Travail à faire >>
Pouvez-vous recopier mot pour mot, dans le texte ci-dessous sur la production laitière en Israël, tout ce qui va de « Très exigeant sur » jusqu'à « de la chaleur. » ?

Certes, le modèle de production israélien n'est pas transposable en France. Mais l'analyse de leurs pratiques peut donner quelques idées.
Très exigeant sur la qualité du lait, Israël vise aujourd'hui à réduire les antibiotiques. Mais il souhaite également que le lait soit accessible à un prix correct pour ses consommateurs. La performance ne doit donc pas nuire à l'économie.
80 % de la consommation de lait et produits laitiers est assurée par la production nationale. Les quotas laitiers, instaurés en 1963 pour encourager l'installation des pionniers dans tout le pays en sécurisant les débouchés, sont toujours en vigueur. Le quota est révisé chaque année et divisé en références mensuelles. L'enjeu est d'obtenir des livraisons régulières au fil de l'année. Cela oblige les producteurs à maintenir leur volume même au coeur de l'été. Ils bénéficient d'une prime pendant cette période car la productivité des vaches baisse d'environ 10 à 15 % du fait de la chaleur.
Le prix du lait est fixé sur la base du coût de production (calculé sur un échantillon représentant 15 % des exploitations choisies au hasard) et d'un objectif de rémunération pour l'éleveur. Il se négocie entre les représentants des producteurs, des industriels et de l'État.
La moitié des terres cultivables sont irriguées. La rareté des moyens de production a toujours poussé les Israéliens à rechercher une productivité maximale. Les agriculteurs, très bien formés, travaillent main dans la main avec les scientifiques, les conseillers et les industriels. La collecte des données est centralisée. Toutes les informations sont analysées dans le but d'optimiser la production en cherchant toujours à prévenir les difficultés.

Informations affichées >>
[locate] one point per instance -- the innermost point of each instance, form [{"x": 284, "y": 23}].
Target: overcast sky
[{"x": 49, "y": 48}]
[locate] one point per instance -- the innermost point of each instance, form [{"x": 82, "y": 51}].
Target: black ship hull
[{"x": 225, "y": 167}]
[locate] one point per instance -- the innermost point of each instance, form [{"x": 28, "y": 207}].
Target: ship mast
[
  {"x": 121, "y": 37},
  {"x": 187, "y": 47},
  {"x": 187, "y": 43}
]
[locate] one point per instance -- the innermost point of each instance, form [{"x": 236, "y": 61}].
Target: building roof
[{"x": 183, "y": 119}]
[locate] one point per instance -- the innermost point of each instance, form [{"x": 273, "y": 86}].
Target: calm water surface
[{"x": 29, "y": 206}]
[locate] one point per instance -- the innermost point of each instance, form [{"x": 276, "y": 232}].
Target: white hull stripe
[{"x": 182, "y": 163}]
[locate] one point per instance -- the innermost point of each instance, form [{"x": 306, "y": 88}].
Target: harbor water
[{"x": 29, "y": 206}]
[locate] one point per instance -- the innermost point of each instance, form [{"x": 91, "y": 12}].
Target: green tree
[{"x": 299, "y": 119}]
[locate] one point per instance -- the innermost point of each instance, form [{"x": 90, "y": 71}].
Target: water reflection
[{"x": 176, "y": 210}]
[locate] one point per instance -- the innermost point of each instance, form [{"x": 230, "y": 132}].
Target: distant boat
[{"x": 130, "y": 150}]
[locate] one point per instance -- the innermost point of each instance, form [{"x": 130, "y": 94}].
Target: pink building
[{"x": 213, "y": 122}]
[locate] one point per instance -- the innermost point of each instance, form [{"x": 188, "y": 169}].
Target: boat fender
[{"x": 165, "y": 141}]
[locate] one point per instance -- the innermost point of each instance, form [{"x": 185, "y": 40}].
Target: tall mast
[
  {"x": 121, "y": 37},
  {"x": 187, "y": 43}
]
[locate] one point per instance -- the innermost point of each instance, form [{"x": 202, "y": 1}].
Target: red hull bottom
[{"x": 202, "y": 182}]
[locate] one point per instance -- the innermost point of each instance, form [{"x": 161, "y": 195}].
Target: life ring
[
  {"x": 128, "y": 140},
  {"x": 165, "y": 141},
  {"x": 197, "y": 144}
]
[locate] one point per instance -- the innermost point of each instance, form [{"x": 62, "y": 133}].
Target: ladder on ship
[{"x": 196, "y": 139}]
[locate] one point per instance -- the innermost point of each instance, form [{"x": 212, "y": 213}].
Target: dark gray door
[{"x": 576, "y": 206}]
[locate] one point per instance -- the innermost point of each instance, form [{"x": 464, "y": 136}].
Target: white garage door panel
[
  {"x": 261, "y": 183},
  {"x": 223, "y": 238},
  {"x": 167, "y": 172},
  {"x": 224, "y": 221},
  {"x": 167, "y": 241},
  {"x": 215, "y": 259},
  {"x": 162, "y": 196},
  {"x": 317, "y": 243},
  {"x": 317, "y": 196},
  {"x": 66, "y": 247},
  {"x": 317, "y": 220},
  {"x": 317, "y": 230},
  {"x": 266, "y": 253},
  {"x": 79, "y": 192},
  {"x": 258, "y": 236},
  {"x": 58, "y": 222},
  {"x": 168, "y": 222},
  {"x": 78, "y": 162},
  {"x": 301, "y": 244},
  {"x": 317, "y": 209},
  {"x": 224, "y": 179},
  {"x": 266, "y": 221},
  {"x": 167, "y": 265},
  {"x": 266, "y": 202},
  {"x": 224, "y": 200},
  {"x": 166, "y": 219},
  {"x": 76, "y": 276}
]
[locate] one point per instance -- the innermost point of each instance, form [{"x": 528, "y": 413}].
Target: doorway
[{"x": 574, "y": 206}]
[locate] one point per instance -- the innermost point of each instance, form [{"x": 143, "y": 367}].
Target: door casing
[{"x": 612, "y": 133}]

Réponse rédigée >>
Très exigeant sur la qualité du lait, Israël vise aujourd'hui à réduire les antibiotiques. Mais il souhaite également que le lait soit accessible à un prix correct pour ses consommateurs. La performance ne doit donc pas nuire à l'économie.
80 % de la consommation de lait et produits laitiers est assurée par la production nationale. Les quotas laitiers, instaurés en 1963 pour encourager l'installation des pionniers dans tout le pays en sécurisant les débouchés, sont toujours en vigueur. Le quota est révisé chaque année et divisé en références mensuelles. L'enjeu est d'obtenir des livraisons régulières au fil de l'année. Cela oblige les producteurs à maintenir leur volume même au coeur de l'été. Ils bénéficient d'une prime pendant cette période car la productivité des vaches baisse d'environ 10 à 15 % du fait de la chaleur.